EXERCISES TO COMPLETE:
**A.** Answer these questions about the passage on belief revision after a market shock:
(i) At what time does the shock occur?
(ii) What name is given to the new market reality that the agent's beliefs converge toward?
(iii) What measure is used to quantify the agent's subjective uncertainty?
**B.** Reproduce the part of the passage on belief revision after a market shock that opens with the words containing "The underlying driver" and closes with "state is learned.".
**C.** Carry on the passage about the agent's belief revision after a market shock, picking up after its final sentence.

>> begin PASSAGE

Figure 1 presents the time-series evolution of the agent’s belief in the original market state (State A) and their corresponding allocation of effort to information gathering ($\alpha$). Prior to the structural break ($t<30$), the agent is confident in their correct model of the world, and consequently, the effort allocated to information gathering remains at a minimal baseline level. The pragmatic goal of job application is dominant. Immediately following the shock at $t=30$, the agent’s model begins to generate significant prediction errors, which drives a rapid belief revision process. As the agent’s certainty about State A collapses, their allocation of effort to information gathering, $\alpha$, increases sharply. This period of intense epistemic activity persists until the agent’s beliefs converge towards the new market reality (State B). Once a new, confident model is established, uncertainty is resolved, and $\alpha$ recedes to its low baseline, allowing effort to be reallocated to pragmatic job applications.

The underlying driver of this dynamic allocation of effort is the agent’s subjective uncertainty, which can be quantified by the Shannon entropy of their belief distribution. Figure 2 plots this belief entropy over time. The trajectory of entropy precisely mirrors the agent’s information-gathering strategy. It remains low during the initial period of certainty, spikes dramatically after the shock as beliefs transition from one confident state to another through a period of maximum confusion, and then decays as the new state is learned.

>> end PASSAGE
>> begin DATA

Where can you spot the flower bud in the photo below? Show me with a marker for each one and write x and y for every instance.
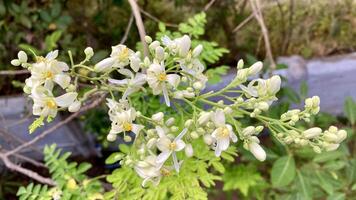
(312, 132)
(74, 107)
(257, 151)
(194, 135)
(188, 150)
(204, 118)
(248, 131)
(154, 45)
(111, 137)
(127, 138)
(197, 85)
(240, 64)
(88, 52)
(158, 117)
(255, 68)
(22, 57)
(159, 51)
(197, 50)
(208, 139)
(148, 39)
(188, 123)
(274, 84)
(170, 121)
(15, 62)
(174, 128)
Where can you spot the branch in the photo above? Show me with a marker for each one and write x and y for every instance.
(14, 72)
(55, 127)
(139, 24)
(207, 6)
(156, 19)
(127, 31)
(256, 8)
(9, 164)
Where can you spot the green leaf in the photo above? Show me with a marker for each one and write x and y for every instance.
(36, 124)
(350, 110)
(283, 171)
(337, 196)
(214, 74)
(304, 186)
(114, 157)
(303, 90)
(242, 178)
(327, 156)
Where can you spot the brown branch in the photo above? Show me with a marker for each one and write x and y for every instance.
(12, 166)
(13, 72)
(156, 19)
(139, 24)
(127, 31)
(256, 8)
(207, 6)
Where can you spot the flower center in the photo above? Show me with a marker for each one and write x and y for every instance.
(51, 104)
(223, 132)
(172, 146)
(48, 75)
(123, 54)
(127, 126)
(162, 77)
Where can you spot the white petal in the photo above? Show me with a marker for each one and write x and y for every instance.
(165, 95)
(175, 162)
(257, 151)
(224, 143)
(163, 144)
(181, 134)
(173, 80)
(104, 65)
(74, 107)
(136, 128)
(52, 55)
(219, 118)
(162, 157)
(66, 100)
(62, 80)
(118, 82)
(160, 131)
(180, 145)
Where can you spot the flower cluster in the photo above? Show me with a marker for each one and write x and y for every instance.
(173, 70)
(45, 73)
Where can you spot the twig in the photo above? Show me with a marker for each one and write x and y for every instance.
(207, 6)
(127, 31)
(55, 127)
(256, 8)
(243, 23)
(4, 156)
(9, 164)
(14, 72)
(156, 19)
(139, 24)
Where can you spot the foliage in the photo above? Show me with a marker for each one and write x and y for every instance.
(71, 182)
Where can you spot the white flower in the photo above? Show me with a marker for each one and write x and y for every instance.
(132, 84)
(257, 151)
(149, 170)
(158, 80)
(123, 122)
(45, 104)
(47, 71)
(119, 57)
(169, 147)
(223, 132)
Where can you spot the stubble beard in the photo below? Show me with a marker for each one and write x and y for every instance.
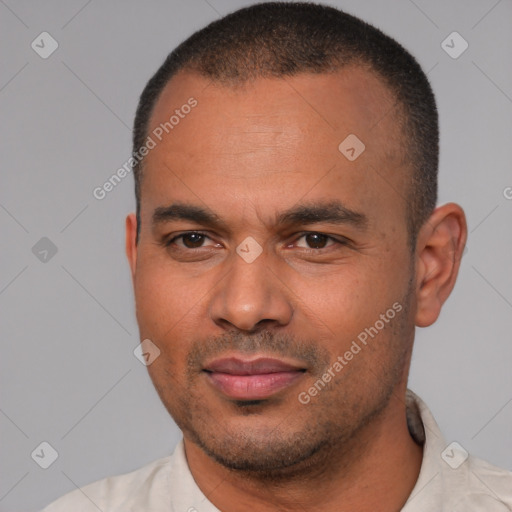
(317, 436)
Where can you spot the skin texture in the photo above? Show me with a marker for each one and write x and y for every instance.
(248, 153)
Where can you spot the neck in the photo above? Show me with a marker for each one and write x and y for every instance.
(377, 471)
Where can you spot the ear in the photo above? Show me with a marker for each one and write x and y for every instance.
(130, 243)
(439, 249)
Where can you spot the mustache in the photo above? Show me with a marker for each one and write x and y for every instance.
(311, 353)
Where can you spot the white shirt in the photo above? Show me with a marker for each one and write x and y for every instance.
(449, 480)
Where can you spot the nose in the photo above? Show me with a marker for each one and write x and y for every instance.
(250, 297)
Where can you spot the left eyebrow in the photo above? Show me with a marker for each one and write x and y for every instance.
(332, 212)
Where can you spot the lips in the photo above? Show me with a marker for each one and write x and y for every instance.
(251, 379)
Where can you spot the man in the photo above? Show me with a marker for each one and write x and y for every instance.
(285, 245)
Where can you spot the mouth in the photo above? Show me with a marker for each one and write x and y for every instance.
(255, 379)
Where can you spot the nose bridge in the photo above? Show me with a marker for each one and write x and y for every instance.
(249, 293)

>> end DATA

TASK-BY-TASK RESULTS:
**A.**
(i) At $t=30$.
(ii) State B.
(iii) The Shannon entropy of the agent's belief distribution.

**B.**
The underlying driver of this dynamic allocation of effort is the agent’s subjective uncertainty, which can be quantified by the Shannon entropy of their belief distribution. Figure 2 plots this belief entropy over time. The trajectory of entropy precisely mirrors the agent’s information-gathering strategy. It remains low during the initial period of certainty, spikes dramatically after the shock as beliefs transition from one confident state to another through a period of maximum confusion, and then decays as the new state is learned.

**C.**
The direct relationship between uncertainty and information-seeking behavior is formalized in Figure 3, which plots the information-gathering intensity (${\alpha }_t$) against the belief entropy ($H_t$) for each time period. The result is a strong, positive, and approximately linear relationship with Pearson correlation coefficient $0.928$. This confirms the central hypothesis of our micro-foundational model; the agent endogenously allocates effort to learn about the environment in direct proportion to their uncertainty about it. This behavior is not a pre-programmed rule but an emergent consequence of the agent acting to minimize expected free energy. These results provide a micro-foundation for the link between a worker’s cognitive state and their observable search behavior.

4. A Macroeconomic Model of Labor Market Matching

Having established the micro-foundations of an individual’s search strategy, we now aggregate this behavior to analyze its macroeconomic implications. This section builds a macroeconomic model populated by a continuum of the active inference agents described previously. The central objective is to demonstrate how collective cognitive phenomena, specifically the distribution and accuracy of beliefs across the workforce, can act as an endogenous driver of aggregate labor market performance. We formalize this by linking the cognitive states of the unemployed population directly to the efficiency parameter of the aggregate matching function. In doing so, the model explains fluctuations in the job-finding rate and endogenizes a component that is typically exogenous in standard DMP models. The following analysis will define the composition of the unemployed pool, derive the aggregate matching technology, and specify the dynamic laws of motion for our key state variables.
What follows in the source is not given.